What you need to do —
Reproduce word for word the part of the report on the coronavirus antibody study that runs from "Its estimate is" up to and including "a press release.".

Passage to read —
+-------+

THE ACTUAL NUMBER of people infected with the new coronavirus may be dozens of times higher than the number of laboratory-confirmed infections, reports the Finnish Institute for Health and Welfare (THL).
Its estimate is based on the findings of a newly completed antibody study.
At least 1,700 believed to have recovered from Covid-19 in Finland
Merit Melin, a senior scientist at THL, on Wednesday said the study is the first “preliminary estimate” of how widely the new coronavirus has spread in the Hospital District of Helsinki and Uusimaa (HUS).
“And [an estimate of] how large a share have possibly had the disease with no or only minor symptoms,” she said in a press release.
Samples for the antibody study were collected from the clinical chemistry laboratory of Huslab, a municipal laboratory enterprise owned by HUS, between 23 March and 12 April. The research data comprises a total of 442 blood samples from 15–90-year-old men and women who had given the sample for reasons other than a suspected coronavirus infection.
The samples were analysed without any identifying information.
Coronavirus antibodies were detected in one of the 145 samples (0.7%) analysed during the first week of the three-week study, in none of the 150 samples analysed during the second week and in five of the 147 samples (3.4%) analysed during the third week.

+-------+

Recorded information —
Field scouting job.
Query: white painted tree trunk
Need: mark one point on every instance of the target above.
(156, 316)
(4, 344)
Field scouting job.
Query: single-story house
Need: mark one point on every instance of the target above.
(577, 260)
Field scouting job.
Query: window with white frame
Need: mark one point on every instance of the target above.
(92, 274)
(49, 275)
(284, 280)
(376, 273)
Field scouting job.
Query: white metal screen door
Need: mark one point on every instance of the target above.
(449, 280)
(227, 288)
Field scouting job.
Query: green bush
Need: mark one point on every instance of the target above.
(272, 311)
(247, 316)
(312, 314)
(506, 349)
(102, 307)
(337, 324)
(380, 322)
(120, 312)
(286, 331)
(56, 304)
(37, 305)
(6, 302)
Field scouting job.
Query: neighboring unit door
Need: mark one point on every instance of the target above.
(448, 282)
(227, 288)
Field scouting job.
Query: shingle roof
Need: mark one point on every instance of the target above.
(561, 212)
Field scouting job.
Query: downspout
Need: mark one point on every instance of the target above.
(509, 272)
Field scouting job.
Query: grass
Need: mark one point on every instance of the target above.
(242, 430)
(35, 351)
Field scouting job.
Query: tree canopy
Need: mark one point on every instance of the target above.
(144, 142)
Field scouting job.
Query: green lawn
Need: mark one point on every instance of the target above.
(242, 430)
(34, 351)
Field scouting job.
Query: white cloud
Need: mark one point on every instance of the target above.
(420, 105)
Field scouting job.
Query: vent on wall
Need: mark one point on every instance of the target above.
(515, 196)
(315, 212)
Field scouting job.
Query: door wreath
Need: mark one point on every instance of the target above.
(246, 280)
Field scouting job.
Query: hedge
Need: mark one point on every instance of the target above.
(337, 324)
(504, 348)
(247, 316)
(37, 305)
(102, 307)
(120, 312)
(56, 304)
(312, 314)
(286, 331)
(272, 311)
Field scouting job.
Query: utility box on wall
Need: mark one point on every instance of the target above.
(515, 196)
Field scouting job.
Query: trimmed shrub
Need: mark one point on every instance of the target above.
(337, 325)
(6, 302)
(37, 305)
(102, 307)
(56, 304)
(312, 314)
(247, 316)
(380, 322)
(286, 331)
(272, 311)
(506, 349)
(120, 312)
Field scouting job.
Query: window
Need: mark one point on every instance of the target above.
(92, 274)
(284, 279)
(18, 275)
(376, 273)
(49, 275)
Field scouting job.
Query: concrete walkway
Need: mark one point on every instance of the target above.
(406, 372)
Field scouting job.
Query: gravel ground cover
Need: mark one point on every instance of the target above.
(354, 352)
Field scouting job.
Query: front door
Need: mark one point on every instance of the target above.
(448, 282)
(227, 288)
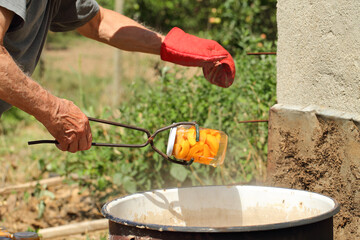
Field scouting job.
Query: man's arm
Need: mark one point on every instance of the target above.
(62, 118)
(121, 32)
(177, 47)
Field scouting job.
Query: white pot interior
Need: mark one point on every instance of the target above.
(219, 206)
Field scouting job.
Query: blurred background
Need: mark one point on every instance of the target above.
(139, 89)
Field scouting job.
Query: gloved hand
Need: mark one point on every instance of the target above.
(68, 125)
(188, 50)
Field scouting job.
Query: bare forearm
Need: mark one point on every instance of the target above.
(122, 32)
(19, 90)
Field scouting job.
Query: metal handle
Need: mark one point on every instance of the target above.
(149, 141)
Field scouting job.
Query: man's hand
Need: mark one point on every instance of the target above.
(177, 47)
(62, 118)
(69, 126)
(188, 50)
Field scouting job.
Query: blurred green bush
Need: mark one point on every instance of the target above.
(240, 26)
(177, 98)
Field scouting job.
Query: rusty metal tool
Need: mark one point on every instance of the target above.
(150, 139)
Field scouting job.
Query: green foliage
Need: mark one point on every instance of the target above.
(176, 98)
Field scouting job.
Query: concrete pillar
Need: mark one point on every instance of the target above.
(314, 130)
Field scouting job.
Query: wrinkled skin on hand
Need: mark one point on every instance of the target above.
(69, 126)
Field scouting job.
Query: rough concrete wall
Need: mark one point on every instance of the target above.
(318, 53)
(318, 152)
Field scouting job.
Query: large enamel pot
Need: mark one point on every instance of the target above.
(222, 212)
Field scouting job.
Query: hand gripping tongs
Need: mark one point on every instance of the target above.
(150, 139)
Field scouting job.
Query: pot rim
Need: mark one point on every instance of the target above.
(273, 226)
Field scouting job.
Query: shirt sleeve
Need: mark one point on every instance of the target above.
(19, 9)
(71, 14)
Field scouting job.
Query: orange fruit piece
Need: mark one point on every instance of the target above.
(213, 144)
(185, 147)
(194, 151)
(176, 150)
(191, 136)
(202, 136)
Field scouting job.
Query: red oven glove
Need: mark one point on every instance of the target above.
(188, 50)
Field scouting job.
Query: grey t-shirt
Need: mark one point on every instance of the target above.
(26, 35)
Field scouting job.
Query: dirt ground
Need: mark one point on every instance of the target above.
(63, 204)
(318, 154)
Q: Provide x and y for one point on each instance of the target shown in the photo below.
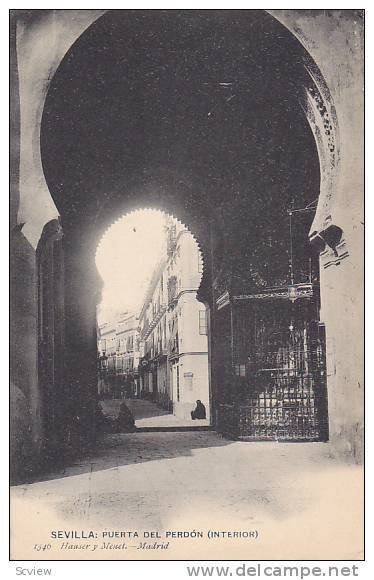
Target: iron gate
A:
(279, 372)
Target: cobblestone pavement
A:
(303, 503)
(148, 414)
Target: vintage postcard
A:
(186, 266)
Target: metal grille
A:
(278, 381)
(287, 384)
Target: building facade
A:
(118, 357)
(173, 329)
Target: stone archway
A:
(301, 27)
(224, 144)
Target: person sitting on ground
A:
(125, 420)
(199, 412)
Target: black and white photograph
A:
(186, 284)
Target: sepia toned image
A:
(186, 284)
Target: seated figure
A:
(199, 412)
(125, 420)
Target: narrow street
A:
(147, 414)
(198, 481)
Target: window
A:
(202, 322)
(199, 262)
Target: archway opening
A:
(152, 332)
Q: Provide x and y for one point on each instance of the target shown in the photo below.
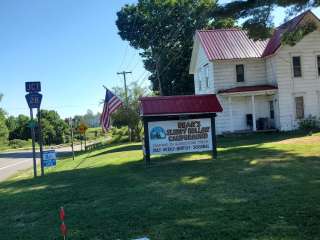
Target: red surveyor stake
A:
(62, 214)
(63, 229)
(63, 226)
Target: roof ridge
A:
(221, 29)
(286, 24)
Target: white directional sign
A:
(180, 136)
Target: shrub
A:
(119, 135)
(18, 143)
(311, 123)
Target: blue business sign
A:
(32, 87)
(34, 100)
(49, 158)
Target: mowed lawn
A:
(263, 186)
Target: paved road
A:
(13, 162)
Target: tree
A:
(18, 127)
(130, 116)
(258, 14)
(164, 30)
(54, 129)
(4, 133)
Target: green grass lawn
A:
(263, 187)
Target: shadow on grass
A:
(119, 149)
(249, 193)
(237, 140)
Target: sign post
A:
(49, 158)
(179, 124)
(82, 130)
(34, 99)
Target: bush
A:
(18, 143)
(119, 135)
(311, 123)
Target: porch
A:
(252, 108)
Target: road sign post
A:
(82, 130)
(33, 146)
(49, 158)
(34, 99)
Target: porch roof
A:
(177, 105)
(248, 89)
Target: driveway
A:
(13, 162)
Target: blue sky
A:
(72, 47)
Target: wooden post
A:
(146, 142)
(40, 141)
(231, 114)
(33, 136)
(214, 137)
(254, 114)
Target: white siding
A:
(307, 86)
(225, 73)
(271, 68)
(201, 61)
(241, 106)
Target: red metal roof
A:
(173, 105)
(249, 89)
(223, 44)
(275, 41)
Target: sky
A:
(72, 47)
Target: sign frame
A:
(33, 87)
(49, 158)
(180, 136)
(34, 100)
(148, 119)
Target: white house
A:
(261, 84)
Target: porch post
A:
(230, 114)
(254, 114)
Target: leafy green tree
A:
(18, 127)
(130, 116)
(164, 30)
(258, 14)
(54, 129)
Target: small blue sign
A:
(33, 87)
(49, 158)
(34, 100)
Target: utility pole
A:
(124, 73)
(71, 124)
(40, 141)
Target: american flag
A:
(111, 104)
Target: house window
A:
(299, 107)
(271, 110)
(240, 72)
(296, 64)
(206, 74)
(318, 64)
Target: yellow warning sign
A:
(82, 128)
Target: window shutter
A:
(299, 107)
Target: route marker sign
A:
(82, 128)
(32, 124)
(49, 158)
(34, 100)
(33, 87)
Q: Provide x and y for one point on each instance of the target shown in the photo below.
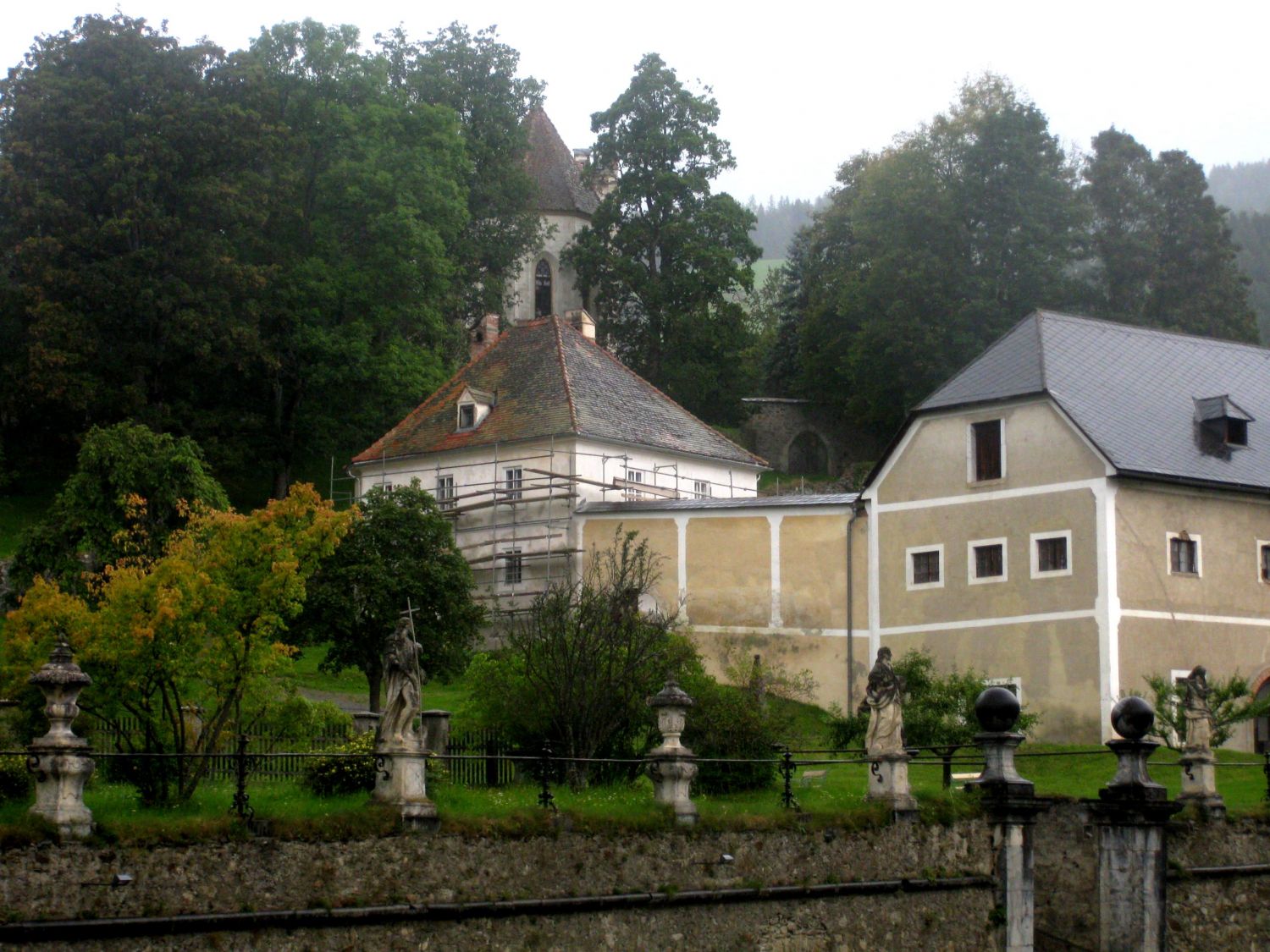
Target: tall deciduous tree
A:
(663, 256)
(1163, 254)
(400, 548)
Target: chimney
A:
(484, 337)
(583, 322)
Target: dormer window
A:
(1222, 423)
(474, 406)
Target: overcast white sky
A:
(805, 85)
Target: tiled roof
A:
(550, 380)
(1133, 393)
(554, 172)
(644, 505)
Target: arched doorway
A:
(808, 454)
(543, 289)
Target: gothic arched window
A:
(543, 289)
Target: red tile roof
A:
(550, 380)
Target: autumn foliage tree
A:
(192, 644)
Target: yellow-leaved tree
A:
(190, 645)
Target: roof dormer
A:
(474, 406)
(1222, 421)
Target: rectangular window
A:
(1051, 553)
(1183, 553)
(512, 566)
(988, 561)
(925, 568)
(513, 479)
(444, 492)
(986, 449)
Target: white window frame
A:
(969, 452)
(972, 563)
(513, 482)
(446, 492)
(1199, 555)
(513, 560)
(908, 568)
(1013, 680)
(1034, 553)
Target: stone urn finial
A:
(58, 759)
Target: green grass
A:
(18, 512)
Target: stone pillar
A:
(60, 759)
(671, 764)
(1011, 806)
(888, 781)
(1199, 784)
(1130, 815)
(400, 781)
(436, 730)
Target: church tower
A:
(545, 284)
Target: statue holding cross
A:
(404, 680)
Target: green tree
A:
(475, 75)
(200, 631)
(926, 253)
(1162, 249)
(663, 256)
(400, 548)
(1229, 700)
(131, 489)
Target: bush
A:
(15, 779)
(332, 776)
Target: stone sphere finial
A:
(997, 708)
(1132, 718)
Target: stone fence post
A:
(1011, 806)
(60, 759)
(671, 764)
(1130, 815)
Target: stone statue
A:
(1199, 718)
(404, 680)
(884, 703)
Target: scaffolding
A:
(512, 513)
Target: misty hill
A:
(1241, 188)
(779, 220)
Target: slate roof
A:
(550, 380)
(554, 172)
(1133, 391)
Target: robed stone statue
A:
(884, 703)
(404, 680)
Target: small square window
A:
(512, 566)
(446, 492)
(1183, 553)
(986, 560)
(925, 566)
(986, 456)
(1052, 553)
(513, 479)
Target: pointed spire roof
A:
(549, 380)
(554, 172)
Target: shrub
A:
(332, 776)
(15, 779)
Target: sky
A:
(803, 86)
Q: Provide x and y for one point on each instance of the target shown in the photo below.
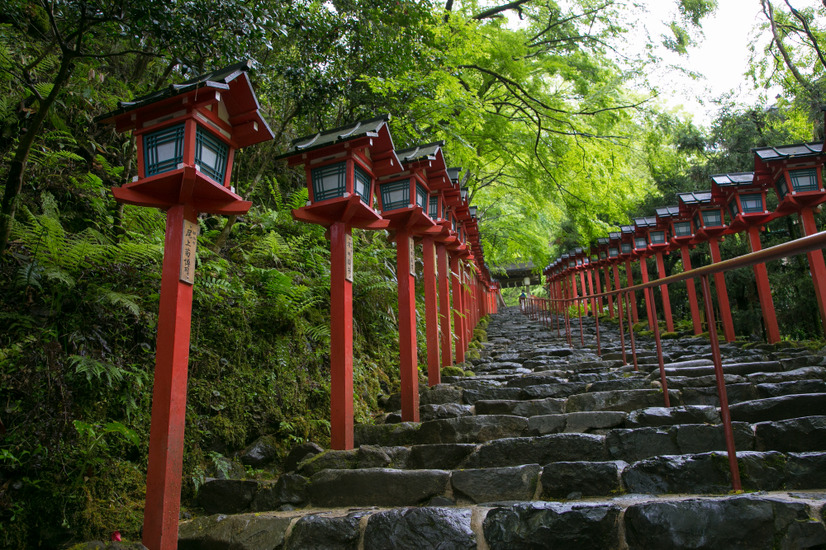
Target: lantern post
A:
(709, 225)
(427, 161)
(796, 174)
(404, 197)
(624, 241)
(682, 234)
(186, 138)
(341, 166)
(657, 239)
(746, 200)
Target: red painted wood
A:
(407, 329)
(444, 305)
(722, 294)
(608, 289)
(598, 283)
(431, 310)
(692, 292)
(341, 341)
(166, 434)
(629, 274)
(669, 320)
(816, 264)
(458, 322)
(725, 415)
(764, 292)
(649, 296)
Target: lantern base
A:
(183, 186)
(350, 210)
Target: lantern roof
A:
(237, 96)
(438, 176)
(736, 179)
(375, 127)
(782, 152)
(421, 152)
(668, 212)
(695, 198)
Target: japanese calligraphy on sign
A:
(412, 248)
(348, 257)
(188, 250)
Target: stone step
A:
(754, 521)
(696, 473)
(780, 408)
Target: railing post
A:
(692, 291)
(650, 299)
(764, 293)
(628, 296)
(816, 264)
(669, 321)
(725, 415)
(722, 294)
(649, 296)
(629, 273)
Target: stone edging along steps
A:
(553, 447)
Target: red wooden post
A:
(692, 292)
(669, 321)
(341, 338)
(407, 326)
(431, 310)
(649, 296)
(764, 292)
(816, 263)
(722, 294)
(649, 299)
(444, 305)
(725, 415)
(610, 297)
(166, 434)
(458, 322)
(630, 276)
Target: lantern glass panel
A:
(782, 187)
(804, 179)
(362, 184)
(753, 202)
(421, 197)
(657, 237)
(395, 195)
(329, 181)
(682, 229)
(211, 155)
(163, 150)
(733, 208)
(712, 218)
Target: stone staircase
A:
(553, 447)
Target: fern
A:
(271, 247)
(117, 299)
(96, 371)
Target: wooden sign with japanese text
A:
(348, 257)
(188, 251)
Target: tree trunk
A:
(17, 167)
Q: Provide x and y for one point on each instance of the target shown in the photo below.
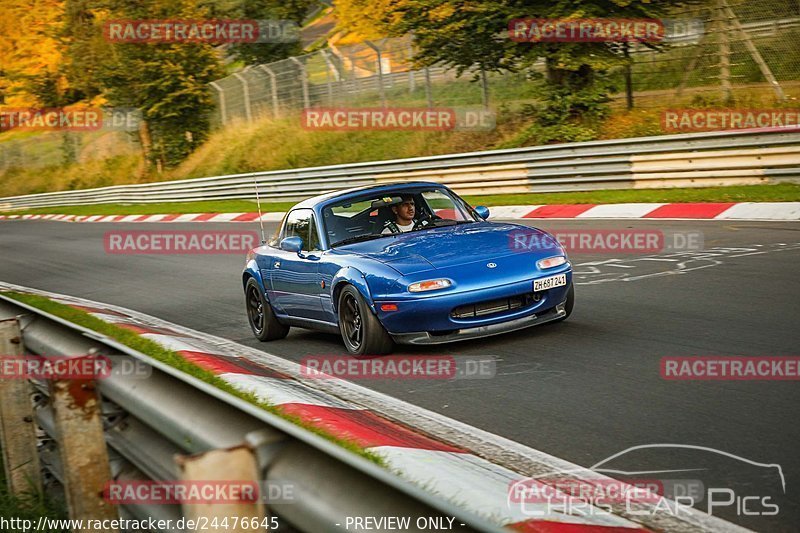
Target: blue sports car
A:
(408, 263)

+-------+

Solution below —
Its estimate is based on the findings of a newly completed antibody study.
At least 1,700 believed to have recovered from Covid-19 in Finland
Merit Melin, a senior scientist at THL, on Wednesday said the study is the first “preliminary estimate” of how widely the new coronavirus has spread in the Hospital District of Helsinki and Uusimaa (HUS).
“And [an estimate of] how large a share have possibly had the disease with no or only minor symptoms,” she said in a press release.